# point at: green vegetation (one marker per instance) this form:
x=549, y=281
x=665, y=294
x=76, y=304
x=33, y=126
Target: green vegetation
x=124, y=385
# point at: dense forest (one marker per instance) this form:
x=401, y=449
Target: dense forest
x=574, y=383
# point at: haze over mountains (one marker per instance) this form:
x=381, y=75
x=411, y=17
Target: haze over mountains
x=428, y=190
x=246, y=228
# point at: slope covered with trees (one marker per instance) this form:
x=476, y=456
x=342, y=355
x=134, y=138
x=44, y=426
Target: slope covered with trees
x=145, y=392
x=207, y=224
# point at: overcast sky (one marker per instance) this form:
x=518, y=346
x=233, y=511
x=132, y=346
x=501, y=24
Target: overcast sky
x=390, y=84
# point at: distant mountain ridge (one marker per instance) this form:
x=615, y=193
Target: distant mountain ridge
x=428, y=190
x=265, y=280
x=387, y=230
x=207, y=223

...

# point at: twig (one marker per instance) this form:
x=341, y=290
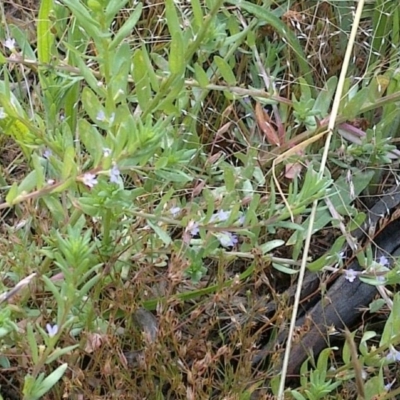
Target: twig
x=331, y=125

**TASK DESCRIPTION**: Where does "this" appear in the records above? Copy each line that holds it.

**WRITTEN RESPONSE**:
# point at: green vegetation (one marker per instance) this form:
# point at: dense forest (one marker per instance) this form:
# point at: haze over mountains (one marker per instance) this form:
# point at: slope covered with trees (one marker per instance) this form:
# point at: overcast sky (one marker per instance) this form:
# point at: distant mountain ridge (one marker per instance) this form:
# point at: twig (one marker per instance) this form:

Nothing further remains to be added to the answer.